Provided passage —
========================

4. It is submitted by the counsel for the petitioner that once the

petitioner was acquitted in a criminal case, therefore it would not amount to any disqualification for consideration of his candidature in Police Department. It is further submitted that while deciding the representation, the respondents have not considered the merits of the criminal cases as well as the antecedents of the petitioner and therefore, the impugned order suffers from infirmity. To buttress his contentions, the counsel for the petitioner has relied upon the judgment passed by the Supreme Court in the case of Mohammed Imran Vs. State of Maharashtra and Others decided on 12/10/2018 in Civil Appeal No.10571 of 2018 (arising out of SLP(C) No.6599 of 2018), the orders passed by the co-ordinate Bench of this Court in the case of Brij Kishor Sharma Vs. The State of Madhya Pradesh and others decided on 26/07/2019 in Writ Petition No.4020/2017 and in the case of Ratnesh Kumar Singh @ Ratnesh Vs. The State of Madhya Pradesh and others decided on 29/09/2022 in Writ Petition No.1203/2018.

5. Per contra, the counsel for the State has supported the order passed by the respondents. It is submitted that the petitioner was not awarded honourable acquittal but in fact he was acquitted on the basis of compromise, which cannot be said to be an honourable acquittal. Even otherwise, the employer is entitled to consider the suitability of the candidates and looking to the duties attached to the police Constable, the incumbent must have impeccable character. Since the petitioner had criminal background, therefore his candidature was rightly rejected.

6. Heard the learned counsel for the parties.

7. The petitioner has filed a copy of judgment dated 06/11/2012

passed by JMFC, Betul in Criminal Case No.1325/2006.

8. Dinesh (PW-1) has stated that in the year 2004, Rajesh had extended threat and thereafter 8-10 persons came to his house and he was beaten by belt and his wife and son were also beaten.

9. Kamni (PW-2) had alleged that the accused persons had extended threat but it was not specifically alleged that the petitioner or any other accused had given the said threat.

10. Further, the report allegedly lodged by the witnesses with regard to the aforesaid threat was not produced and in the FIR (Ex.P-1) there was no such mention of such incident. Furthermore, Kamni (PW-2) had alleged that Akhilesh had come with 8-10 persons. Akansha and Anil were not examined as witnesses.

11. In paragraph 18 of the judgment, the Trial Court has specifically stated that Dinesh (PW-1) and Kamni (PW-2) have not stated anything about the presence of the petitioner on the spot. Thus, it is clear that the witnesses had turned hostile on the question of identity. Under these circumstances, the petitioner was acquitted by giving the advantage of benefit of doubt. Thus, it is clear that in fact the petitioner was acquitted for the reason that the witnesses have turned hostile.

12. Now the moot question for consideration is as to whether such acquittal can be said to be an honourable acquittal thereby making the petitioner eligible for consideration of his case for appointment.

========================

Exercise aim —
Return the court order excerpt word for word between "passed by JMFC, Betul" and "the said threat.", inclusive. The rows have no connection to the court order excerpt.

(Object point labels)
========================

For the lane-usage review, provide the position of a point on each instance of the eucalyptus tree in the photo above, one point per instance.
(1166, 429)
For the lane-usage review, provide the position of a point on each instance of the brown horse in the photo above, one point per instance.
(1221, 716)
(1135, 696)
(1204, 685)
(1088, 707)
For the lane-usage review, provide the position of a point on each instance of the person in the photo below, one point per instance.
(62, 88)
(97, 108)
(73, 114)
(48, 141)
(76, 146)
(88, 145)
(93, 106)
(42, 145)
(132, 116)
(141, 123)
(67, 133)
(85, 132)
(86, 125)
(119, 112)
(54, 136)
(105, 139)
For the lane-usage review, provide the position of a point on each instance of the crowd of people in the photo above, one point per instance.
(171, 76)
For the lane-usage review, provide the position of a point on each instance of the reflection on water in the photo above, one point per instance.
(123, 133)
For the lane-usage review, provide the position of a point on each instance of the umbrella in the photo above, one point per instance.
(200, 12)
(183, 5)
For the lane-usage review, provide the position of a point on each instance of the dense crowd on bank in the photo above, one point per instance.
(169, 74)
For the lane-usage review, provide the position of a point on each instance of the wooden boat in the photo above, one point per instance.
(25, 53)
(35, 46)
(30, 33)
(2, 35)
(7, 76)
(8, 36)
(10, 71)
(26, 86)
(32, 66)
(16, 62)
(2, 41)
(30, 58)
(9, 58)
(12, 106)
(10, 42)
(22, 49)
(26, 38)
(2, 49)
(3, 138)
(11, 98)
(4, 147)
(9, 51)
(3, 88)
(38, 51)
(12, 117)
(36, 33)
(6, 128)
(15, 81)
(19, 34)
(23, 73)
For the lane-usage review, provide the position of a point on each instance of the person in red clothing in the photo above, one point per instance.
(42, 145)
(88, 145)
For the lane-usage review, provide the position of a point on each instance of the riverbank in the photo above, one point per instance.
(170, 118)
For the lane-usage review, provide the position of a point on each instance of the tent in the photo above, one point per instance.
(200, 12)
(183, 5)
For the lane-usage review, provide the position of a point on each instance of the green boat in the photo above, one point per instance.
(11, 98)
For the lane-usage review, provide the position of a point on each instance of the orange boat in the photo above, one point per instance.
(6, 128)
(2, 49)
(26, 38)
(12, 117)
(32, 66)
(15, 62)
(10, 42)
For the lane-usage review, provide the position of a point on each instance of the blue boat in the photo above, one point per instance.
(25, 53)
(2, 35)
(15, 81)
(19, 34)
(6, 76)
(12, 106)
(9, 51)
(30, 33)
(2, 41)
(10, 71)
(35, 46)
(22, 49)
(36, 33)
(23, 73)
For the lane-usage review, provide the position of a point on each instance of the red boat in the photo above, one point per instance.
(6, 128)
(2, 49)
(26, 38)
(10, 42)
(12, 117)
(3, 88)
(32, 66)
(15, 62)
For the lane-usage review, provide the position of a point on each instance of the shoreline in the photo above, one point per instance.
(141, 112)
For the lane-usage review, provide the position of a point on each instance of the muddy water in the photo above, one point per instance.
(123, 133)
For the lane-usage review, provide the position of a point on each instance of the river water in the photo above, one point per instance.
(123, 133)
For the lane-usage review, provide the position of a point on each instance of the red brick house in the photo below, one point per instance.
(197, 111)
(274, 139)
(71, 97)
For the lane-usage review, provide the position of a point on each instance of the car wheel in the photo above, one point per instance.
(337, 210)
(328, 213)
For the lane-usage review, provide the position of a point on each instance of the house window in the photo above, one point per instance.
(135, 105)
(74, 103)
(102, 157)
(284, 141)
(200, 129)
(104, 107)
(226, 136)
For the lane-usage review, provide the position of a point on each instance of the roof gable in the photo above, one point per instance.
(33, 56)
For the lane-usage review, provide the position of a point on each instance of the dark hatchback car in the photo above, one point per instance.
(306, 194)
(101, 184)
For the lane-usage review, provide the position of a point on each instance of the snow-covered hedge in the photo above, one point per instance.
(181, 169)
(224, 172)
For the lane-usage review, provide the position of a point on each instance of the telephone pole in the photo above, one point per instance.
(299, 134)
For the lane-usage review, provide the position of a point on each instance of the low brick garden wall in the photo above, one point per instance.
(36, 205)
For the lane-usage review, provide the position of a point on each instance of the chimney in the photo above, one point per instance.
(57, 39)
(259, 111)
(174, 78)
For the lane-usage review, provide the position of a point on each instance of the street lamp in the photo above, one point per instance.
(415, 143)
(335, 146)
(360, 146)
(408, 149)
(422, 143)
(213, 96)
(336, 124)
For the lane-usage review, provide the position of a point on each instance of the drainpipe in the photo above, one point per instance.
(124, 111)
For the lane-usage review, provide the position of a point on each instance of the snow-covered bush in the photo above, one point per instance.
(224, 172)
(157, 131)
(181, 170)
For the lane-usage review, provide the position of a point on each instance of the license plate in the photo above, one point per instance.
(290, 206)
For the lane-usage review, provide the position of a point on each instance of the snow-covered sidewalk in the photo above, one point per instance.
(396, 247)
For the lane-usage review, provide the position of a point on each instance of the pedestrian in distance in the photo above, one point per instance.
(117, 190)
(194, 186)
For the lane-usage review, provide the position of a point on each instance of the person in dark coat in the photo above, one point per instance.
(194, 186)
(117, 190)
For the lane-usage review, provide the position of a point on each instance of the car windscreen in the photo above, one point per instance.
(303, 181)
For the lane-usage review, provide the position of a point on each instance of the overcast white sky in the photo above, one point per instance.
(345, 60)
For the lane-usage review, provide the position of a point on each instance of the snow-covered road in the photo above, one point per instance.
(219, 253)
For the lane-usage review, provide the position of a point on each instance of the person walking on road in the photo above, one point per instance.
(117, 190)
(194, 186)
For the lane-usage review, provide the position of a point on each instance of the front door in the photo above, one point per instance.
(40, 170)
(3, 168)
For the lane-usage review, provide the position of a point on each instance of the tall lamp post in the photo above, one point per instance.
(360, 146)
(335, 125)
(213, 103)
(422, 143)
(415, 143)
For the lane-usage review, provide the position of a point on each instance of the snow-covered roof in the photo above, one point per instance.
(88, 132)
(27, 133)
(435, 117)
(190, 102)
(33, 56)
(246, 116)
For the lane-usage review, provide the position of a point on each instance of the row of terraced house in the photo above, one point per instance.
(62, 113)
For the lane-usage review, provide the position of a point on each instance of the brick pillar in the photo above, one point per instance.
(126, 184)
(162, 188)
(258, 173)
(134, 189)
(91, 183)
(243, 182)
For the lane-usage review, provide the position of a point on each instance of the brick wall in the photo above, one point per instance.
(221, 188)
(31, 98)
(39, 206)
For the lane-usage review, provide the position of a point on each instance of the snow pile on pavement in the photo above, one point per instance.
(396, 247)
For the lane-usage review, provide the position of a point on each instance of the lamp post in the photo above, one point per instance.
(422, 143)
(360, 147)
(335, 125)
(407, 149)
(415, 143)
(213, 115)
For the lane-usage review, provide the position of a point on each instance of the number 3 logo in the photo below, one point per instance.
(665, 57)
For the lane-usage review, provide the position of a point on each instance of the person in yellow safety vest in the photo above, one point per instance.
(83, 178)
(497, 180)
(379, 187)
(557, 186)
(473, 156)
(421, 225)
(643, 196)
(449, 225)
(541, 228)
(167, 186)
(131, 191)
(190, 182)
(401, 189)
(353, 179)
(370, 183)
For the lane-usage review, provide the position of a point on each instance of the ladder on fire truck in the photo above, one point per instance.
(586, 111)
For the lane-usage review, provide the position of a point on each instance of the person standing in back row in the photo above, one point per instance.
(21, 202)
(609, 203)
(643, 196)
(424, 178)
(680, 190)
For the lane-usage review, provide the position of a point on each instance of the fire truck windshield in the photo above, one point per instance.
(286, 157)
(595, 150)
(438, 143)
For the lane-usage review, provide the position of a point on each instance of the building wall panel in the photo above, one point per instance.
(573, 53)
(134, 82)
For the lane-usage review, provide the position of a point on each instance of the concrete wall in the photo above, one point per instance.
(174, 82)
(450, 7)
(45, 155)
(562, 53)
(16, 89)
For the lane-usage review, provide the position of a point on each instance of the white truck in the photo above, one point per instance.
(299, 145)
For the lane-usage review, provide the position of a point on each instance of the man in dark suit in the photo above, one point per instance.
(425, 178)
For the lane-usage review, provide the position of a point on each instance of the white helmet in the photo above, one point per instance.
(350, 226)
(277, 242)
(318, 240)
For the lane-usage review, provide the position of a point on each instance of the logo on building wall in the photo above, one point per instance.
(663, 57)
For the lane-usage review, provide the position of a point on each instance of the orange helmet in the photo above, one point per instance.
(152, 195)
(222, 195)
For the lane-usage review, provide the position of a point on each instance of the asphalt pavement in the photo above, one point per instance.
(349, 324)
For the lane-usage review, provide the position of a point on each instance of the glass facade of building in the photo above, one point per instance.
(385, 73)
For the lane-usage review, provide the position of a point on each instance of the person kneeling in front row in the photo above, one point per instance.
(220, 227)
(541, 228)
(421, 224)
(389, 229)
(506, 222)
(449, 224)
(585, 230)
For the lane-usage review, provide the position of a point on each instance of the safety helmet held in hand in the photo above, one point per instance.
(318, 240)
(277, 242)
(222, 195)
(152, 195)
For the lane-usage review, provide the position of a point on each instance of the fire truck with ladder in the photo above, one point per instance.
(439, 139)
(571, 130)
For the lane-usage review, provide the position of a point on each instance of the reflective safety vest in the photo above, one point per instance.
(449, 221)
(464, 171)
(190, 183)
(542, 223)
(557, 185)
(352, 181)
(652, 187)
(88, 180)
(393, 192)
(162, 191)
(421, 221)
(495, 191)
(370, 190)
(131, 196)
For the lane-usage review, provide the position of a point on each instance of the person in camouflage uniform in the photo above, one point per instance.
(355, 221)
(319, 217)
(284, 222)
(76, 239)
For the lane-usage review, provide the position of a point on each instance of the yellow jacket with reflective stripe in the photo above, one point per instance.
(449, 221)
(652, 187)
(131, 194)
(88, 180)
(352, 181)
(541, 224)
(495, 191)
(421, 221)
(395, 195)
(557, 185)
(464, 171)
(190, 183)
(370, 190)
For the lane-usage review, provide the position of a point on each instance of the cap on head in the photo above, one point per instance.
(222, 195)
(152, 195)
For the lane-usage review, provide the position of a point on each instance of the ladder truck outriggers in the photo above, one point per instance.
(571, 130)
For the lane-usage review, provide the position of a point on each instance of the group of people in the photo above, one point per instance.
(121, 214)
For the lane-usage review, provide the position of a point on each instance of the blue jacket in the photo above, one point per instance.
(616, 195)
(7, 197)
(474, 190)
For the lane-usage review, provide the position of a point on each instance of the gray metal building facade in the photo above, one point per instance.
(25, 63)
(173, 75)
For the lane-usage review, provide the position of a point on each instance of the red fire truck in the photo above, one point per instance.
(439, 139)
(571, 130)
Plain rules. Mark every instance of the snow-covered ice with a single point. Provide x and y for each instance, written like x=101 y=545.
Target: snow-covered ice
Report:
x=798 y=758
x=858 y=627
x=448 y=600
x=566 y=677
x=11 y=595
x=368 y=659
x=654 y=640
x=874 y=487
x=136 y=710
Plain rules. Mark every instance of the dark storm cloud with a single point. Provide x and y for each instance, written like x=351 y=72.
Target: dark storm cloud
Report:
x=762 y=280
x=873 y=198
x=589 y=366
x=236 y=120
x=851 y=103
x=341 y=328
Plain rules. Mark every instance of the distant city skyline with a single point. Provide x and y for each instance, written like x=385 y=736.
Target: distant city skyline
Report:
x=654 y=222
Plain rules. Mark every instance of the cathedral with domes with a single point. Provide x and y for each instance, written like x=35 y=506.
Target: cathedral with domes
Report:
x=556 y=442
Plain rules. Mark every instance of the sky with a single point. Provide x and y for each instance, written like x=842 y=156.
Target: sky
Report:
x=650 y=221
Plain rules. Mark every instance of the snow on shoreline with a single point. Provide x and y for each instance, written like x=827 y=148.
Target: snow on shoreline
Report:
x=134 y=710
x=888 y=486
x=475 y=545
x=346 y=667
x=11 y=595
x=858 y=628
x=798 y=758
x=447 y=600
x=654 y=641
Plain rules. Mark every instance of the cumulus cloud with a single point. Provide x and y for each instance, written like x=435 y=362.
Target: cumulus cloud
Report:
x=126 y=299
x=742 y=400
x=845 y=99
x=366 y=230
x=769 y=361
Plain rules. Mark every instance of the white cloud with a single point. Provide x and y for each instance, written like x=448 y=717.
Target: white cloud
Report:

========================

Result below —
passed by JMFC, Betul in Criminal Case No.1325/2006.

8. Dinesh (PW-1) has stated that in the year 2004, Rajesh had extended threat and thereafter 8-10 persons came to his house and he was beaten by belt and his wife and son were also beaten.

9. Kamni (PW-2) had alleged that the accused persons had extended threat but it was not specifically alleged that the petitioner or any other accused had given the said threat.